Desafio A =>
No texto sobre educação e museus, quem é a autora do livro Museu Ideal?
Desafio B =>
Transcreva do texto sobre educação e museus tudo o que vai de "Pensar que a" até "do conhecimento histórico.".

Texto fornecido =>

Pensar que a história da educação tem uma interface com a história implica pensar que o patrimônio da história da educação é uma construção histórica e social e não um conjunto determinado de bens culturais naturalizados como patrimônio de uma coletividade. Nesse sentido, à história da educação caberia propor problemáticas a esses bens culturais na perspectiva do conhecimento histórico.

Para investigar o recorte proposto - os debates e produções acerca da temática Educação e Museus no ano de 1958 - documentos relacionados ao Seminário Regional da UNESCO foram analisados: relatório com a idealização do evento, programação, documentos finais produzidos, bem como os livros de conservadores de museus brasileiros - com o enfoque no caráter educativo dos museus - que foram publicados na ocasião. Estes vestígios formam um mosaico da avaliação e defesa dos museus enquanto espaço de saber e aprendizagem. Assim, o trabalho será dividido em dois momentos: a realização do Seminário Regional da UNESCO intitulado a Função Educativa dos Museus, resultado de uma iniciativa de descentralização dos debates promovidos no campo visando a oportunidade de compartilhar ideias e experiências entre profissionais que atuavam nos museus e pedagogos de diferentes localidades do mundo; e a apresentação de três publicações brasileiras do ano de 1958: os livros Recursos Educativos dos Museus Brasileiros, de Guy José Paulo de Hollanda; Museu e Educação, de Florisvaldo dos Santos Trigueiros; e Museu Ideal, de Regina Monteiro Real, materiais que demonstram uma sintonia dos profissionais do País com os debates internacionais da área. As investigações no campo dos museus têm muito a contribuir na reflexão sobre as práticas educativas promovidas no Brasil, explorando os múltiplos usos destes espaços sob o viés do caráter educativo almejado e posto em exercício pelas instituições museais.

Material fornecido =>
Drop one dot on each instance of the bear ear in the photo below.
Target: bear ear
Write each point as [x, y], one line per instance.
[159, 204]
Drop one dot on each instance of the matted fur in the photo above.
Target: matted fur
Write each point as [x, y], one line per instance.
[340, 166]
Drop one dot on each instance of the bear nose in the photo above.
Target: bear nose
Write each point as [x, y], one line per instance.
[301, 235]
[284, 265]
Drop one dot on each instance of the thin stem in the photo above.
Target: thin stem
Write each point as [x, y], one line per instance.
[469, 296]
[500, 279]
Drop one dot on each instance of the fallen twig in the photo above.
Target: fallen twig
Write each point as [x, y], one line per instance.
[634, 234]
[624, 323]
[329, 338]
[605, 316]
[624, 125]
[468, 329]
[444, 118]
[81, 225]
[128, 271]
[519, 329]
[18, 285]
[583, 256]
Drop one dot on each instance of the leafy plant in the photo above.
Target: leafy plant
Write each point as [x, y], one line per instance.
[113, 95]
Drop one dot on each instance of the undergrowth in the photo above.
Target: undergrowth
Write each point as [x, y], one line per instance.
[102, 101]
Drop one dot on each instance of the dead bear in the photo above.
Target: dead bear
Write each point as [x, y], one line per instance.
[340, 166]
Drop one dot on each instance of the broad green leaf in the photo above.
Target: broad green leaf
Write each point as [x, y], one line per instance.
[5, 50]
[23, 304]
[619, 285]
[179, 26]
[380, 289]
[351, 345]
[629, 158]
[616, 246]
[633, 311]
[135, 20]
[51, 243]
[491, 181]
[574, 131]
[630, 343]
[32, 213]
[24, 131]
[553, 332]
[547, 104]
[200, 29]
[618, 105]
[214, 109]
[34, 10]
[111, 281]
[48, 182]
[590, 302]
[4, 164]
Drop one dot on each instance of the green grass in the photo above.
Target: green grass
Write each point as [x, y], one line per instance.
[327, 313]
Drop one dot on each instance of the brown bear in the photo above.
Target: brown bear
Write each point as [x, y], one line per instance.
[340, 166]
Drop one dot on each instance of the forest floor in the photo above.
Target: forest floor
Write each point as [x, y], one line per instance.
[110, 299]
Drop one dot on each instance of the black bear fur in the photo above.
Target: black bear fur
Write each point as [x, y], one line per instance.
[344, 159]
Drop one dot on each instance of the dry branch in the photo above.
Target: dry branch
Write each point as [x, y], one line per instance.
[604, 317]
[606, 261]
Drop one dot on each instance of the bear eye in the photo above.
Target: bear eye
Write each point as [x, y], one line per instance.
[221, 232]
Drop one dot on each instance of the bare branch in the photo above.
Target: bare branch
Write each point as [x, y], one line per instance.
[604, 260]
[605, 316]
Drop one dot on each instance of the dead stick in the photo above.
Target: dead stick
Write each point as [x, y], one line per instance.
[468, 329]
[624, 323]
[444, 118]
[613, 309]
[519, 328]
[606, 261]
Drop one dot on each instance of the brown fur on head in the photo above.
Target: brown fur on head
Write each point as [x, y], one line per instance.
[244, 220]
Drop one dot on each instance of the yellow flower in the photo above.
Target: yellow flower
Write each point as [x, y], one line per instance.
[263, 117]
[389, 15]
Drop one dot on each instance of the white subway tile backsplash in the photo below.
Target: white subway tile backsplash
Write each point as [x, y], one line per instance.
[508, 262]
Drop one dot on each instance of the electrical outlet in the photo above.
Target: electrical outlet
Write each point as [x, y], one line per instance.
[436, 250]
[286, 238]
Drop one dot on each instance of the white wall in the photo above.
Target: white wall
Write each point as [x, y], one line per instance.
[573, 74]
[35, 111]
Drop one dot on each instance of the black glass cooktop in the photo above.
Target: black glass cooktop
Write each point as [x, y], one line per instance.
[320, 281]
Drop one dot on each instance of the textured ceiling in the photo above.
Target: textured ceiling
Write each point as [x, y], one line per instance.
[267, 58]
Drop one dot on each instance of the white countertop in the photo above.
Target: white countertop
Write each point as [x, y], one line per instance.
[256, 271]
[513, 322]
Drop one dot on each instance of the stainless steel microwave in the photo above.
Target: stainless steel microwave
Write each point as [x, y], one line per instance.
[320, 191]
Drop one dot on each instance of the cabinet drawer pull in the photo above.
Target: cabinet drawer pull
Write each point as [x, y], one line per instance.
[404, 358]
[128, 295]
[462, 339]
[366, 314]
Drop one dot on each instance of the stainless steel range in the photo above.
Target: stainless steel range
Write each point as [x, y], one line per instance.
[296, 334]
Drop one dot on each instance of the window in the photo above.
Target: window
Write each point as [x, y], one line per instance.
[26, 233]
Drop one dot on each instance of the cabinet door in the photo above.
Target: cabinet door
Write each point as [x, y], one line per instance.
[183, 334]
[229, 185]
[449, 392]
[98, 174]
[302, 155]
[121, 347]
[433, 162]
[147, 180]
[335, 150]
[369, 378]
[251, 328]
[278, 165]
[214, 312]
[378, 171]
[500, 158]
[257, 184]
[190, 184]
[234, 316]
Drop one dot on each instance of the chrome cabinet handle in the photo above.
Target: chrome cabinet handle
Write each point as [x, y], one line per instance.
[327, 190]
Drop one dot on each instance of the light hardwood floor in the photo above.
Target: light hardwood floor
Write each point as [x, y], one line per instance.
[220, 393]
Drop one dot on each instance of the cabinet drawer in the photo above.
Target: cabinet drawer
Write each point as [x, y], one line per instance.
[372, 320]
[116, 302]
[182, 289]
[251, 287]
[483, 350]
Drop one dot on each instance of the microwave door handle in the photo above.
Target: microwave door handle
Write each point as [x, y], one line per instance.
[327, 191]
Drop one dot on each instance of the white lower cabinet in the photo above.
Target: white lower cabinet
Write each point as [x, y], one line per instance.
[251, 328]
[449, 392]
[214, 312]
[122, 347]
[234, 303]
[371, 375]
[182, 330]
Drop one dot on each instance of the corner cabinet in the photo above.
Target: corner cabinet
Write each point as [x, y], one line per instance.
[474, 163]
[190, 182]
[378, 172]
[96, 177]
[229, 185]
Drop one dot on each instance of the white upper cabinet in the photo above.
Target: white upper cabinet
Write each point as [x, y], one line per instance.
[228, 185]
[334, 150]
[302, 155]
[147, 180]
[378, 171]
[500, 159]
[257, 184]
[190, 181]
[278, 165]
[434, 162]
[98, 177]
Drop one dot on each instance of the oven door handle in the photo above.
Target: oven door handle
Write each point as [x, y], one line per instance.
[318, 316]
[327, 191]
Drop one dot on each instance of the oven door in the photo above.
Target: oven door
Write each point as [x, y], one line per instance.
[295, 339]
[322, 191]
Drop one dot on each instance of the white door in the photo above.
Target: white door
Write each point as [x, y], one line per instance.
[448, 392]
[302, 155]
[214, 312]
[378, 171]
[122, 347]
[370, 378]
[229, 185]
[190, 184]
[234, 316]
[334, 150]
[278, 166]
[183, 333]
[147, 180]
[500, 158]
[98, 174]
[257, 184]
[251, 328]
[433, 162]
...
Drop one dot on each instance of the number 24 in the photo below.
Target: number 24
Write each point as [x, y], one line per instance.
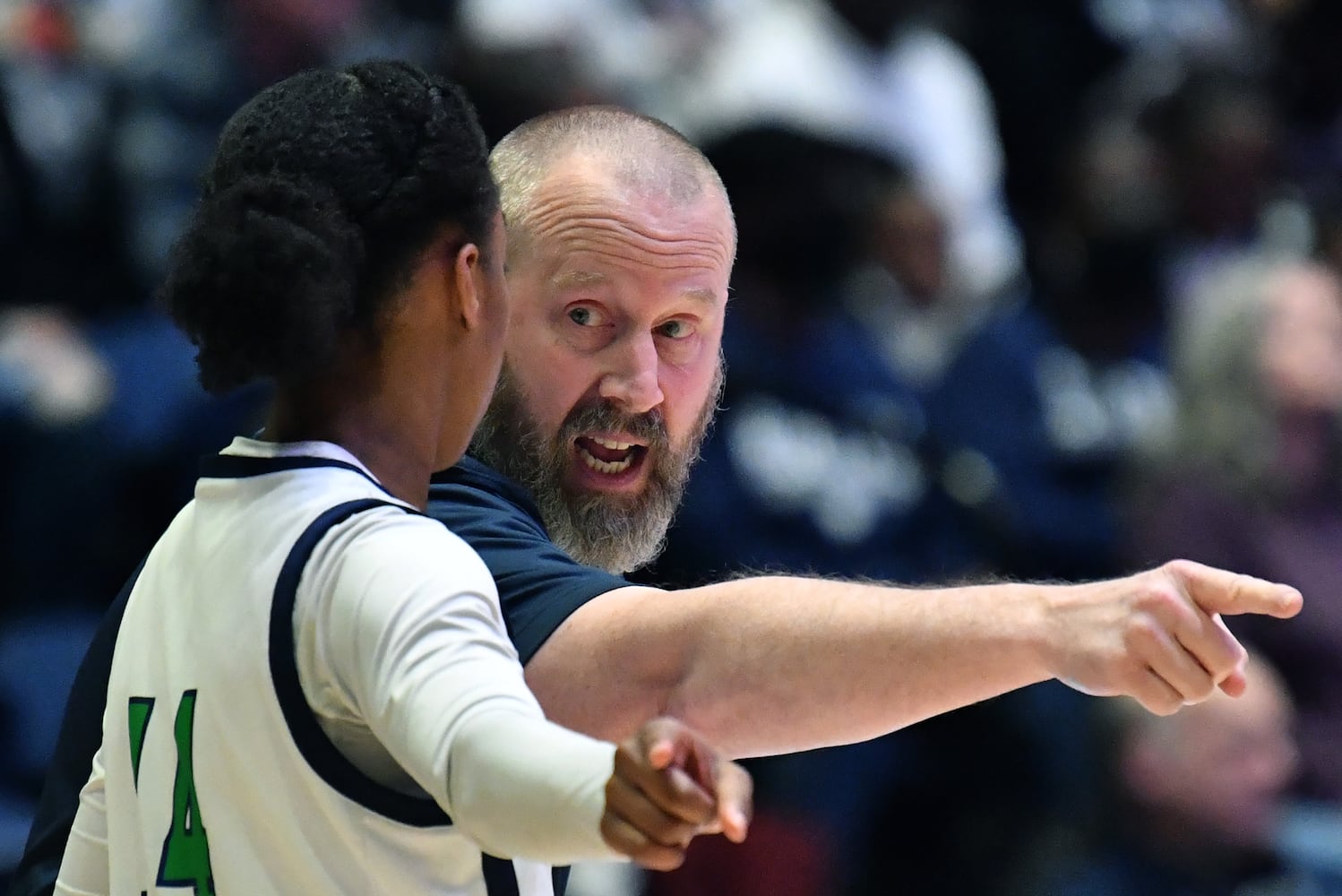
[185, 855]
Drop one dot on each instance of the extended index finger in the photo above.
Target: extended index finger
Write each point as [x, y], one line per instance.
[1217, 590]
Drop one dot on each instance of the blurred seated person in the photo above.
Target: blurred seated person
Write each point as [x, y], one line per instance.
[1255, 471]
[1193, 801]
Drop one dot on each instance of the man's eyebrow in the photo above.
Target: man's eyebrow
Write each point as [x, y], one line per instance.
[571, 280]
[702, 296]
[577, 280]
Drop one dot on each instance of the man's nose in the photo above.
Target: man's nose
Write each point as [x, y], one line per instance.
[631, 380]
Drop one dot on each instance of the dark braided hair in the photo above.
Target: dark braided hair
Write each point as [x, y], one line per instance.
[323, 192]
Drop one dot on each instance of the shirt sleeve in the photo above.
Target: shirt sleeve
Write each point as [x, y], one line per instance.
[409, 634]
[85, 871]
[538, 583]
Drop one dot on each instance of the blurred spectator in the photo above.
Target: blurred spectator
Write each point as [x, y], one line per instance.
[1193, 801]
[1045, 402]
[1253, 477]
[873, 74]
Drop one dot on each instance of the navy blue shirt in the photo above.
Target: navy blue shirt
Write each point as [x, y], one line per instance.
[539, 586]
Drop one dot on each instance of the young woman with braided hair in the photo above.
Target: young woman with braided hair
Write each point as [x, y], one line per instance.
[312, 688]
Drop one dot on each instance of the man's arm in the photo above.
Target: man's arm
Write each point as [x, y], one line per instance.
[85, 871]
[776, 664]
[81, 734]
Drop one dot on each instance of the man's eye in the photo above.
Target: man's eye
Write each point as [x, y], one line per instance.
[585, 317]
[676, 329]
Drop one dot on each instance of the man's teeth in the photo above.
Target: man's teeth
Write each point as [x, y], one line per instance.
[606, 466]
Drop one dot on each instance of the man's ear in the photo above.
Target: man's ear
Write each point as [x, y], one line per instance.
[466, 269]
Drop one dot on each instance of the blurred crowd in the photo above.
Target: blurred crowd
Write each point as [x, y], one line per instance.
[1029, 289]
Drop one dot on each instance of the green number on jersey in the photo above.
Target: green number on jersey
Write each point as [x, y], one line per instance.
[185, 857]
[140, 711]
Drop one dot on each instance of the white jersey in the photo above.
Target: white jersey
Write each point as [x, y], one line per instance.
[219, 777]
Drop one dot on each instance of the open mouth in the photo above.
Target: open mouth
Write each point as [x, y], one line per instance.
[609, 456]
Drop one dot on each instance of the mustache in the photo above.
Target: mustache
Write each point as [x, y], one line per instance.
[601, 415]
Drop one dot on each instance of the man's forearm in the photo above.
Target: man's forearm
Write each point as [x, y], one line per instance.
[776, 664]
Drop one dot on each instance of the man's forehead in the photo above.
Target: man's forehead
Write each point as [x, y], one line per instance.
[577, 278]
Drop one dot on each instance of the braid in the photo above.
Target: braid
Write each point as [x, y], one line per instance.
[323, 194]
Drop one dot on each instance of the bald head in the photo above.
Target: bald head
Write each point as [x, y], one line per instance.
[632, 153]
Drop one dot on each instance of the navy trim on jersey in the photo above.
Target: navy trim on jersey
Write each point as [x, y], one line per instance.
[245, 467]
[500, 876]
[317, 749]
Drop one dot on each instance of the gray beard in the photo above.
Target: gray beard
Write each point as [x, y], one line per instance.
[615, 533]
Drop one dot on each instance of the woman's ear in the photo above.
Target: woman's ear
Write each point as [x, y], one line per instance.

Resposta correta A =>
Regina Monteiro Real.

Resposta correta B =>
Pensar que a história da educação tem uma interface com a história implica pensar que o patrimônio da história da educação é uma construção histórica e social e não um conjunto determinado de bens culturais naturalizados como patrimônio de uma coletividade. Nesse sentido, à história da educação caberia propor problemáticas a esses bens culturais na perspectiva do conhecimento histórico.